### Task statement
Rewrite the material below with "metal pole" swapped for "lamp post" and everything else unchanged. Leave the pictures out of your answer.

### Material shown

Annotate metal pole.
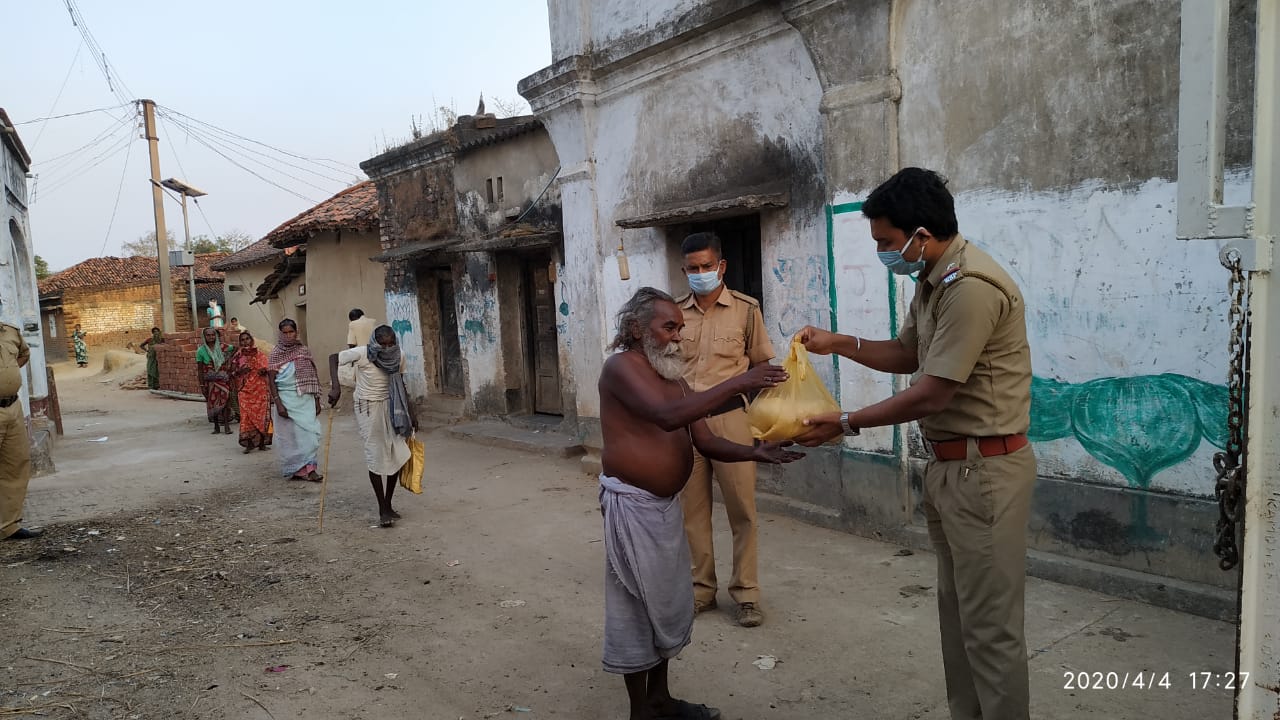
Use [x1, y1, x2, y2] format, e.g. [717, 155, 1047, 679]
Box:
[182, 192, 200, 332]
[140, 100, 174, 333]
[1236, 0, 1280, 720]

### Written response
Annotate lamp post.
Use [x1, y1, x2, y2] format, e.g. [717, 155, 1047, 679]
Box:
[182, 192, 200, 332]
[140, 100, 174, 333]
[1236, 0, 1280, 720]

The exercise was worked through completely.